#### [DOCUMENT SECTION]
----
Artemis 3 (officially Artemis III) is planned as the first crewed Moon landing mission of the Artemis program and the first crewed flight of the Starship HLS lander. Scheduled for launch in December 2025, Artemis 3 is planned to be the second crewed Artemis mission and the first crewed lunar landing since Apollo 17 in December 1972. Artemis 3 is expected to land the first woman and first person of color on the Moon.

Overview 
The Artemis III plan is to land a crew at the Moon's south polar region. It is planned to have two astronauts on the surface of the Moon for about one week. The mission is intended to be the first to place a woman and a non-white person on the Moon. While up to four astronauts would leave Earth on board Orion MPCV, the surface mission with the Human Landing System (HLS) will consist of two crew members, who will remain on the surface for 6.5 days. The remaining astronauts will stay on board Orion.  The two astronauts will conduct up to four spacewalks on the Moon's surface, performing a variety of scientific observations, including sampling water ice. Before the Artemis III landing, some additional equipment will be pre-positioned on the surface, including an unpressurized rover for astronauts to use during their lunar excursions. This rover will have the capability to be controlled remotely. Several permanently shadowed regions could be reached by short forays of , well within the range of the rover.
----
#### [EXTRACTED ENTRIES]
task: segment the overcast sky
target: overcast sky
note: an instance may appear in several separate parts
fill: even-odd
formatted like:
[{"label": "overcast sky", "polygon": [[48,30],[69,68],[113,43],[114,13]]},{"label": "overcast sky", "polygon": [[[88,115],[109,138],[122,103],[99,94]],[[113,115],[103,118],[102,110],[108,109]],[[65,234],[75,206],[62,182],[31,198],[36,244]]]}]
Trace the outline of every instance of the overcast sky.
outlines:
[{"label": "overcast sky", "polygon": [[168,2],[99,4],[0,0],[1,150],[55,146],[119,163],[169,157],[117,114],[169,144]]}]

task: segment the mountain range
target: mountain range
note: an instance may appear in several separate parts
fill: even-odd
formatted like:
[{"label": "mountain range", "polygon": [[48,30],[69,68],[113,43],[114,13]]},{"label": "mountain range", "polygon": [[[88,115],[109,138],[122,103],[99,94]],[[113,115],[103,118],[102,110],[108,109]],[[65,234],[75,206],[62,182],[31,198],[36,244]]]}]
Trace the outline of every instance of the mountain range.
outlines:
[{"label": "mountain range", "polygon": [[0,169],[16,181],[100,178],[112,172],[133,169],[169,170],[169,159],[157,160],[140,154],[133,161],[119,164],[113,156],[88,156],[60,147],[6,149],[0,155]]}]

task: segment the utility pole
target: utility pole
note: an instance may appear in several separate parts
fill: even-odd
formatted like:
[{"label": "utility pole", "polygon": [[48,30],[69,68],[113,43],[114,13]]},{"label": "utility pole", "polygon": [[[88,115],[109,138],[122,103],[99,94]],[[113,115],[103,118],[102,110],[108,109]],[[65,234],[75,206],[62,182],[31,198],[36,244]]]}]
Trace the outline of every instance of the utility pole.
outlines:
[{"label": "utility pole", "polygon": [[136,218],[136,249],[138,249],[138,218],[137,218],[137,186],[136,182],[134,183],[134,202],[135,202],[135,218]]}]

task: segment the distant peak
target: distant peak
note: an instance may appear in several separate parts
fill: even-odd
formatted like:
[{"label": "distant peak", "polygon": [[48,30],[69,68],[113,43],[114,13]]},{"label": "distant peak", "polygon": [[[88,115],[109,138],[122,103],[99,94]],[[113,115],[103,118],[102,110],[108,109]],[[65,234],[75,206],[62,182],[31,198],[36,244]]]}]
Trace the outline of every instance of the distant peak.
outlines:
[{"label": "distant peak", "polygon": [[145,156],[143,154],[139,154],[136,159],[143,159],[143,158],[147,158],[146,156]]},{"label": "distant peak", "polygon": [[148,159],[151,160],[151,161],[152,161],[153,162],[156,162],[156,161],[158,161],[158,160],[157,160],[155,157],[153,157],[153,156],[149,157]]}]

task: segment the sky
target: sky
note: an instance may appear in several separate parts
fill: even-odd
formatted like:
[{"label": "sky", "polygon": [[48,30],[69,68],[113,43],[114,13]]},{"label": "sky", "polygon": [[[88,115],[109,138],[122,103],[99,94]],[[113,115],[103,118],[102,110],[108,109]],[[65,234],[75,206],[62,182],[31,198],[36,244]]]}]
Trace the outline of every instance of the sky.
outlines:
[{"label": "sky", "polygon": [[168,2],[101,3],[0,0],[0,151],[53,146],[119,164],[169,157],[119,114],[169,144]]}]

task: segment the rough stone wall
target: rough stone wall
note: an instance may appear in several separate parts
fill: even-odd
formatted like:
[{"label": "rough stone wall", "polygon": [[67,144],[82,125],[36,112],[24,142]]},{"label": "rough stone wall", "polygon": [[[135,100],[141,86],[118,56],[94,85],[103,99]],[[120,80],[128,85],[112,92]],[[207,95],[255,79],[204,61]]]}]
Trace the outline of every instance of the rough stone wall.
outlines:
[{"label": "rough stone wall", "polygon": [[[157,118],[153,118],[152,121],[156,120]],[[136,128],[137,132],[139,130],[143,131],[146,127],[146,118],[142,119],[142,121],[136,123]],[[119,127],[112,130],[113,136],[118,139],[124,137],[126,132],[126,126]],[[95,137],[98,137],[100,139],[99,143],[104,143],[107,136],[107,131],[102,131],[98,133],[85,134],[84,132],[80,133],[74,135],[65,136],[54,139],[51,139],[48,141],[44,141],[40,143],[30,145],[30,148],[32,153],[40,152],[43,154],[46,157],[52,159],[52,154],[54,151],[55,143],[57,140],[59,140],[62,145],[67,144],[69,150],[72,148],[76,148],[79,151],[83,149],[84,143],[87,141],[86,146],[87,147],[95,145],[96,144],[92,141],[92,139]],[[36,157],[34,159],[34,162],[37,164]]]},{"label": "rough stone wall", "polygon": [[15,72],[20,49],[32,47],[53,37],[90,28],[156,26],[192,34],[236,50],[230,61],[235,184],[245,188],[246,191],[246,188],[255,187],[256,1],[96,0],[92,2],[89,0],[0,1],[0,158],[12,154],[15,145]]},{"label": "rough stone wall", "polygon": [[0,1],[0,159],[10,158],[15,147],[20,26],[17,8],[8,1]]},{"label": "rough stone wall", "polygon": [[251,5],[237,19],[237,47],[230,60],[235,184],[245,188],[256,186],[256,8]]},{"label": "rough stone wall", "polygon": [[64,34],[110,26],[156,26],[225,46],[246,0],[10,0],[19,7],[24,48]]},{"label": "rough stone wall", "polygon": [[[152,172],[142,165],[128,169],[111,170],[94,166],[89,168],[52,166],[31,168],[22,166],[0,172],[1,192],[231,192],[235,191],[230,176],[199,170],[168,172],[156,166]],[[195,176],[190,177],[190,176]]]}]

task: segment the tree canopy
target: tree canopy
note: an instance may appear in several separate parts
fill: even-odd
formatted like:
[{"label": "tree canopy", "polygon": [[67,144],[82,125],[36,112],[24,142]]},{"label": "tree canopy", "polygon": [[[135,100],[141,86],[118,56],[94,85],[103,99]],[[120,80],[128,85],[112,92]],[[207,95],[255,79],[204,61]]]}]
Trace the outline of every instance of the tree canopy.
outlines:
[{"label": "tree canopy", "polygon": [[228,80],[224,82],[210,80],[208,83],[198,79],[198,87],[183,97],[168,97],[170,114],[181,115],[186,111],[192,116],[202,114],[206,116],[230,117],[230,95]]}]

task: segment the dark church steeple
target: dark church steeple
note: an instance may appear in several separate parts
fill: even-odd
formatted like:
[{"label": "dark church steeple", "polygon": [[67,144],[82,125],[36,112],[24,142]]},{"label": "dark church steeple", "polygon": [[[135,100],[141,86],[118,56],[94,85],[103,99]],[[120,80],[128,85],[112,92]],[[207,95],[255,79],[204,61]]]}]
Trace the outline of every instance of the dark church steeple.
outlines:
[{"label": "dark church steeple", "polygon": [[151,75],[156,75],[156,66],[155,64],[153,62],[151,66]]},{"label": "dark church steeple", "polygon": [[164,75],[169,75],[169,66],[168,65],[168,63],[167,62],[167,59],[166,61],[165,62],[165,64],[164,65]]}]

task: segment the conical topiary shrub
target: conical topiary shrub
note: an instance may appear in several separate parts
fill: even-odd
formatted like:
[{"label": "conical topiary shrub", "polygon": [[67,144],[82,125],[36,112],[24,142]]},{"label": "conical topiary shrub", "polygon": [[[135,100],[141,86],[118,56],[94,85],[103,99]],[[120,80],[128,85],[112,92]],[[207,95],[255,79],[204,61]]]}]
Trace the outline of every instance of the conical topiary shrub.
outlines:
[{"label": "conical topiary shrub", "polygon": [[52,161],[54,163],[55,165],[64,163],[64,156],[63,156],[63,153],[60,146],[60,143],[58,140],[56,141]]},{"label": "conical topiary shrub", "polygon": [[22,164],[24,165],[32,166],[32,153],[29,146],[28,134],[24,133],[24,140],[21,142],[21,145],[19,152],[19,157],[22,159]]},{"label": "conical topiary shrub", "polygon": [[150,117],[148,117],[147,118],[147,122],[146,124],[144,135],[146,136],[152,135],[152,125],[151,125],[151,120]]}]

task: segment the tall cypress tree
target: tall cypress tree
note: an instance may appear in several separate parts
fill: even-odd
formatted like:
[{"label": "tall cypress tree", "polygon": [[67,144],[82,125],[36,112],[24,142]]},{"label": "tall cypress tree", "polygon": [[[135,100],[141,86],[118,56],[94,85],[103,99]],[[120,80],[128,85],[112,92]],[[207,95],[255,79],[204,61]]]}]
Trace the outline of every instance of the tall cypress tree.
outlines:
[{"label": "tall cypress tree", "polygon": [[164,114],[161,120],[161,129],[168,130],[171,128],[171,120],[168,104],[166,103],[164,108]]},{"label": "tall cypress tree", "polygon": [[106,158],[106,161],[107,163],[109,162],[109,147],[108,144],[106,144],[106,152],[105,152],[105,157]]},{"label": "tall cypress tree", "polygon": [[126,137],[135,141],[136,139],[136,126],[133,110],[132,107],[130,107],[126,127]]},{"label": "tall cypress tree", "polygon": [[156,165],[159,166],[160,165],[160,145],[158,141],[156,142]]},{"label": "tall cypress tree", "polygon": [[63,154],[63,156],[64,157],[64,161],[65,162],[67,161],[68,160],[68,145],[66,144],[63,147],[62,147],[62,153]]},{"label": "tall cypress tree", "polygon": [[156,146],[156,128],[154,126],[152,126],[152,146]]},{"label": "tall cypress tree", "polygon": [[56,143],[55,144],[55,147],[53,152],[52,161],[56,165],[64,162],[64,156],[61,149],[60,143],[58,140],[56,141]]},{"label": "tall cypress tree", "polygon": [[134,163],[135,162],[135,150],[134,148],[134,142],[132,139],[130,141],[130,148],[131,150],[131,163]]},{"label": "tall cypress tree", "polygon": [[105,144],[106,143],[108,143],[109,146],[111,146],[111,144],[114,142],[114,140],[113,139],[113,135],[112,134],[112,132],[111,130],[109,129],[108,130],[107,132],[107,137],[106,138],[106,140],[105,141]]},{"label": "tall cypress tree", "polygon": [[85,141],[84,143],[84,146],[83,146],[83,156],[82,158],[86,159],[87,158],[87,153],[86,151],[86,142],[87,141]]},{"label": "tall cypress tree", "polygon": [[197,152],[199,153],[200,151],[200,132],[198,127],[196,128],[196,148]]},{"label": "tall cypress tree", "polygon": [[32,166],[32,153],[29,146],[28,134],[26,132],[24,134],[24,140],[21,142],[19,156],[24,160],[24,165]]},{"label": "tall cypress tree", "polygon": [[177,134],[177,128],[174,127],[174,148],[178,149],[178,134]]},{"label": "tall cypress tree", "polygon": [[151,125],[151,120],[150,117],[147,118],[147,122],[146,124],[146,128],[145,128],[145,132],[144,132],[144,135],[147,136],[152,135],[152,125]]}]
----
#### [REQUIRED WORK]
A: Answer these questions using the Artemis III text above, one line each, marked (i), (ii), (iii):
(i) Which mission was the most recent crewed lunar landing before Artemis III?
(ii) For how many days will the two crew members remain on the lunar surface?
(iii) What type of rover will be pre-positioned on the surface before the landing?
B: Condense the paragraph of the Artemis III text beginning "The Artemis III plan is to land a crew" into a bulleted list that retains its main facts.
C: Write the next part of the Artemis III text, starting after its final sentence about the permanently shadowed regions.

#### [RESULTS OF THE EXERCISE]
A:
(i) Apollo 17, in December 1972.
(ii) 6.5 days.
(iii) An unpressurized rover that can be controlled remotely.

B:
- Landing site: the Moon's south polar region.
- Crew: up to four astronauts launch aboard Orion MPCV. Two descend in the Human Landing System (HLS) and stay on the surface for 6.5 days, while the rest remain aboard Orion.
- Firsts: the mission is intended to place the first woman and the first non-white person on the Moon.
- Surface work: up to four spacewalks for scientific observations, including sampling water ice.
- Pre-positioned equipment: an unpressurized, remotely controllable rover for lunar excursions.
- Several permanently shadowed regions lie well within the rover's range.

C:
Spacecraft

Space Launch System 

The Space Launch System is a super-heavy-lift launcher used to launch the Orion spacecraft from Earth to a trans-lunar orbit. This will be the final mission using SLS Block 1, the design used for the first three missions. Afterward, from Artemis 4, until the proposed Artemis 9, all Space Launch System and Artemis missions will use SLS Block 1B, with an expanded Exploration Upper Stage, and a cargo hold to transport other payloads.

Orion 

Orion is the crew transport vehicle used by all Artemis crewed missions. It will transport the crew from Earth to the Gateway orbit, and return them back to Earth. It has a crew capacity of 4, and may also be utilized to carry crew and cargo in deep space exploration.

Gateway 

Gateway is a small modular space station to be established in near-rectilinear halo orbit (NRHO) prior to the Artemis 3 mission. HLS and Orion will both dock to Gateway for crew transfer. To mitigate the effects of a possible schedule slip, the Artemis 3 mission does not depend on Gateway. If Gateway is unavailable, astronauts will transfer directly from Orion to HLS.

Starship HLS 

After a multi-phase design effort, on 16 April 2021, NASA selected SpaceX to develop Starship HLS and deliver it to the Gateway orbit prior to arrival of the crew for use on the Artemis 3 mission. The delivery requires that Starship HLS be refueled in low Earth orbit (LEO) before boosting to the NRHO, and this refueling requires a pre-positioned propellant depot in LEO that is filled by multiple tanker flights. Two astronauts will transfer from Orion to Starship HLS, which will descend to the lunar surface and sustain them for several days before returning them to Orion. Following the return of the astronauts, Starship HLS will be disposed of by sending it into heliocentric orbit.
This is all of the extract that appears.